抜粋資料 ->
━━━━━━━━━━━━━━━━━━━━━━━━━━━━━━
説明

スナップ接続のための接続要素

【課題】信頼性のある嵌合を可能にする、単純なスナップ接続を利用可能にする接続要素を提供する。
【解決手段】本発明は、接合コンポーネント(1,2)に固定取付されるキャッチ接続により、所定接合方向(3)で2つのコンポーネントを接続する対応する接続要素(4,6,12,13)に関し、接続要素(4,13)がキャッチ面(7)の背後に嵌合に適した構造体(5,14)を有し、キャッチ面は接続要素(6,12)の他方の要素上に配置され、接合動作中に接続要素の少なくとも1つの係止嵌合に備えるため弾性変形させるランプ形状の構造体(8)を有し、背後に構造体が嵌合するキャッチ面がランプ形状の構造体の背後に接合方向(3)に配置され、キャッチ面は接続要素の接触領域内での係止嵌合においてその傾きに対してキャッチ動作が生じる傾斜面を形成するように弾性接続要素の撓み方向(9)に対して傾斜している。

【発明の詳細な説明】
【技術分野】
【0001】
本発明は、2つのコンポーネントを所定の接合方向に接続するための対の対応する接続要素に関する。これらは、スナップ接続のために提供され、係止ツールの援助なく、接続されるコンポーネントを単に接合することによって生成することができる。これらは、特に、プラスチック筐体部品のスナップ接続のために提供される。
【背景技術】
【0002】
プラスチックコンポーネントのスナップ接続は、種々の実施形態および変形例において既知である。自動車産業において、加熱および空調機器の分野で様々な設計が使用される。従来のスナップ接続の原理は、通常、コンポーネントに接続され、および/または、それらとは別個の接続要素が、接続されるコンポーネントの接合中、接続されるコンポーネントの終了位置に少なくとも部分的に再配置される前に、互いに形状適合嵌合する位置に入るように、弾性復元力に対して撓み、および/または変形するという事実に基づく。
【0003】
筐体部品は、筐体部品内に適切に作られた別個のキャッチおよび/またはキャッチ面を有する保持要素を嵌合させることによって、共に接合され得ることが既知である(特許文献1)。
【先行技術文献】
【特許文献】
【0004】
【特許文献1】独国特許第DE3829525A1号
【特許文献2】独国特許第DE9420291U1号
【発明の概要】
【発明が解決しようとする課題】
【0005】
しかしながら、別個のキャッチ要素は、正確に配置するため、および/または所望の接続を確立するために、大抵の場合、それぞれのキャッチ要素の別個の組み立てステップを必要とするという不利点を有する。筐体の組み立てに必要とされる個々の部品の数は、不利になる形で、技術プロセスの複雑性を決定する。また、必要とされる交換部品を取得するための遅延および/または出費の増加の危険性は、個々のキャッチ要素を損失する危険性も伴う。また、入手可能な標準コンポーネントの形態の別個のキャッチ要素の使用は、標準コンポーネント部品の場合、使用される筐体部品とキャッチ要素との間の材料を確実に識別することが通常は不可能であるため、それぞれの筐体が使用後に再利用される場合、材料の分離を必要とし得る。
━━━━━━━━━━━━━━━━━━━━━━━━━━━━━━
指示 a ->
スナップ接続に関する抜粋資料によれば、入手可能な標準コンポーネントの形態の別個のキャッチ要素を使うと、筐体を使用後に再利用する際に材料の分離が必要になり得るのはなぜですか。1〜3文で説明してください。
上記の抜粋資料と以下の記録は、互いに関連がありません。
━━━━━━━━━━━━━━━━━━━━━━━━━━━━━━
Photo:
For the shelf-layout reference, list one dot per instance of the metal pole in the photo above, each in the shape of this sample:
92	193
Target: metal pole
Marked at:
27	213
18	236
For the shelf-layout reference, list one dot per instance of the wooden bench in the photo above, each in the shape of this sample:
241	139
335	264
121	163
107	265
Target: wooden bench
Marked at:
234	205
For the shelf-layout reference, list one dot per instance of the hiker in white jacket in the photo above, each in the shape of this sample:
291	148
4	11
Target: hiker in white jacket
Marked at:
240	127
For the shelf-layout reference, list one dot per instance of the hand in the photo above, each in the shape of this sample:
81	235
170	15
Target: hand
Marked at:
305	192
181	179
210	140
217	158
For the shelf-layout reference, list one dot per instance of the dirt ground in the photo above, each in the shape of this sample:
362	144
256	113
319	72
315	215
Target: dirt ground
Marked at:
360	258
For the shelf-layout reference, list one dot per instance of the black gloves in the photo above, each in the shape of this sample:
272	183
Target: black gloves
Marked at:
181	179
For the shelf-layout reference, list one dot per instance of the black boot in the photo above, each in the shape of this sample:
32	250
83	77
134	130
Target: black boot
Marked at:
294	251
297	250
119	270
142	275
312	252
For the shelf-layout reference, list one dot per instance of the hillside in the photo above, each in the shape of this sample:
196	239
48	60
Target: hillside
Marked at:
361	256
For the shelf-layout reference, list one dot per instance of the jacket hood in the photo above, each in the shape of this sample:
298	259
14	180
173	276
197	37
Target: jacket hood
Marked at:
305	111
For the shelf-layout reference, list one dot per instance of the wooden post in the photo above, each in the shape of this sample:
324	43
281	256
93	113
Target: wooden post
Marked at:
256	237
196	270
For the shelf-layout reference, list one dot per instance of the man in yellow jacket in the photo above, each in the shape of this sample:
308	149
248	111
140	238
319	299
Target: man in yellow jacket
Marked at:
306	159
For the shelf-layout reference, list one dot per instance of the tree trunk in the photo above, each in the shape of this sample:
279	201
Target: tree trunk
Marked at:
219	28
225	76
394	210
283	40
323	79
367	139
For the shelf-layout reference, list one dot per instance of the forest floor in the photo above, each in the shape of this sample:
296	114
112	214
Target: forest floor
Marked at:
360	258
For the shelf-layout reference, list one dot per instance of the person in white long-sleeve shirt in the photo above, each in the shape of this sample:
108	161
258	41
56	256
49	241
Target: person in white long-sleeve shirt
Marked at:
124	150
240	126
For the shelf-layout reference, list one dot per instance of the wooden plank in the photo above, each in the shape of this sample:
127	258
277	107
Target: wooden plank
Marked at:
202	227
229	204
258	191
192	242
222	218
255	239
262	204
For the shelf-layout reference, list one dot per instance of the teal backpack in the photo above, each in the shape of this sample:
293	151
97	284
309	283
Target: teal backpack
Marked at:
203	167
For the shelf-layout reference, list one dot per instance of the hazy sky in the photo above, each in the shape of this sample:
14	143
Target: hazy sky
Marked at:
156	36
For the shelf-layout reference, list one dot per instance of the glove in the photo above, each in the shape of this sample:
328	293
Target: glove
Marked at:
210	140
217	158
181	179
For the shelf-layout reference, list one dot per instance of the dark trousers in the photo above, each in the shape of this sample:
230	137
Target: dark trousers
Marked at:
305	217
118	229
━━━━━━━━━━━━━━━━━━━━━━━━━━━━━━
指示 b ->
記録のうち、「of the dark」を含む行から記録の末尾までの範囲を、一字一句変えずに出力してください。

回答 a ->
標準コンポーネント部品の場合、使用される筐体部品とキャッチ要素との間の材料を確実に識別することが通常は不可能だからです。そのため、使用後に筐体を再利用するときには、材料を分離する必要が生じ得ます。

回答 b ->
For the shelf-layout reference, list one dot per instance of the dark trousers in the photo above, each in the shape of this sample:
230	137
Target: dark trousers
Marked at:
305	217
118	229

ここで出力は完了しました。